> **RECORDED INFORMATION**
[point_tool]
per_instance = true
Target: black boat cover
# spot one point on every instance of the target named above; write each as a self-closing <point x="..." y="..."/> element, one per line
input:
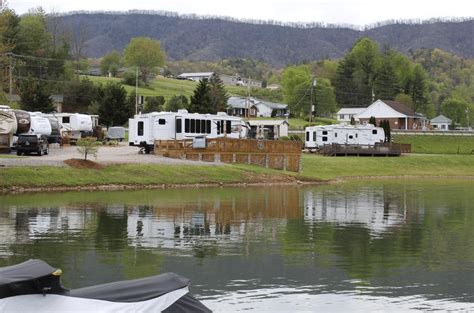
<point x="133" y="290"/>
<point x="30" y="277"/>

> **WHAT NEEDS TO BE DONE**
Please render the lines above as a two-column CSV with the headers line_text and answer. Give one row per line, with its text and its answer each in a single quoted field, line breaks turned into spaces, and the pictures left out.

> **TASK RESULT**
line_text,answer
"[point_tool] per_instance = true Target: black boat cover # spot one point on every instance of the target named above; write each as a self-closing <point x=""..."" y=""...""/> element, one per line input:","<point x=""133"" y=""290""/> <point x=""30"" y=""277""/>"